===== DATASET EXCERPTS
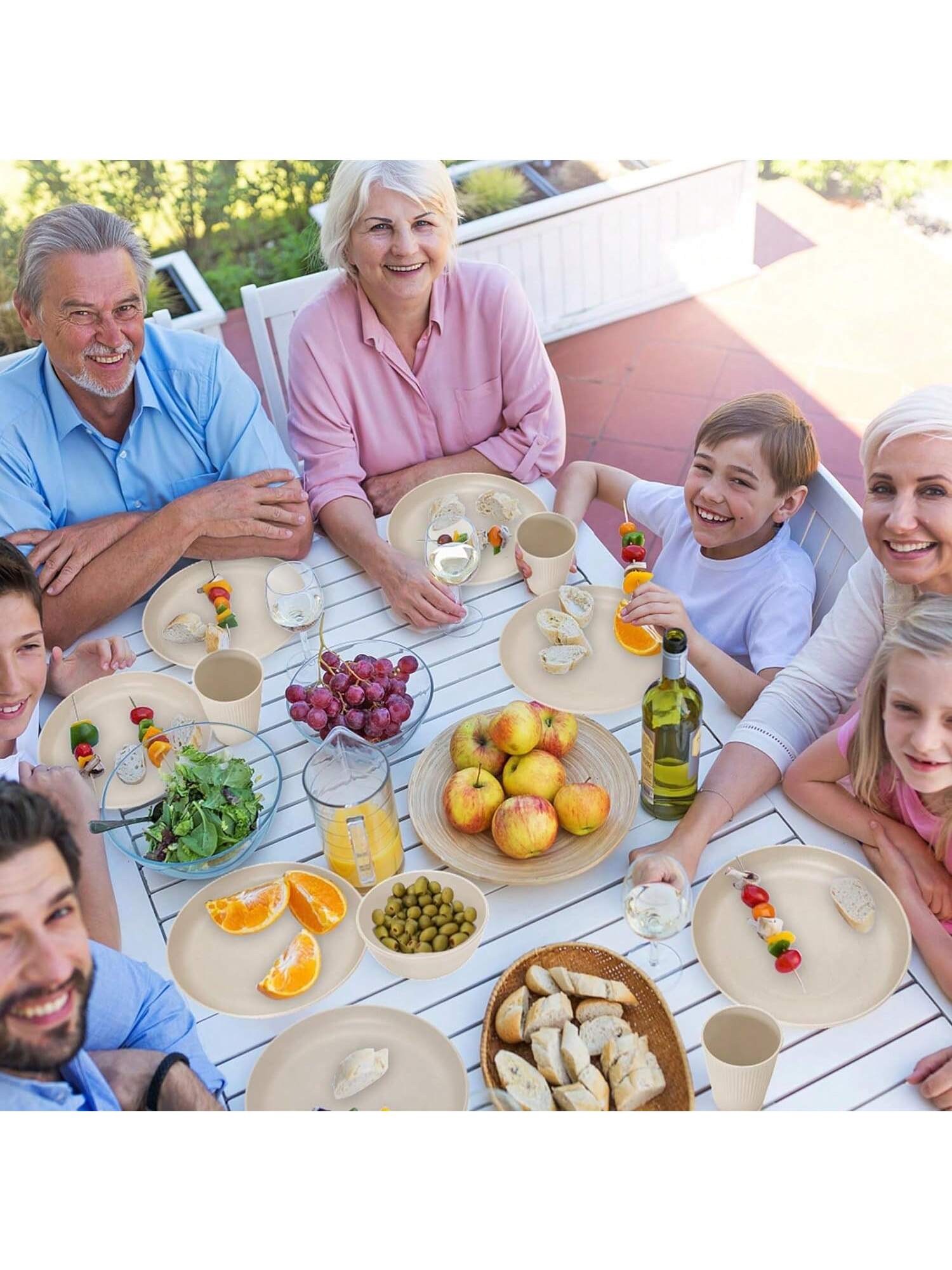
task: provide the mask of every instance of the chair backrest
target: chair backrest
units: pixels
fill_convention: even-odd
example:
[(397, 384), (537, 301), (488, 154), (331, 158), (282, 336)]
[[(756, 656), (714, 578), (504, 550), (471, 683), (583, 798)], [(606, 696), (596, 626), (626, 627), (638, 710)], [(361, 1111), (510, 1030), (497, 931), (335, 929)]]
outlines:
==========
#### STATED EXERCISE
Reproduce each line of the records above without any changes, leaving out the pictures.

#### IN RESPONSE
task: provide the mask of every instance of the chair backrest
target: chair backrest
units: pixels
fill_convention: even-odd
example:
[(397, 384), (537, 301), (488, 154), (331, 158), (282, 336)]
[[(756, 656), (714, 578), (504, 550), (471, 683), (583, 798)], [(606, 696), (596, 626), (626, 627), (638, 710)], [(361, 1111), (510, 1030), (497, 931), (335, 929)]]
outlines:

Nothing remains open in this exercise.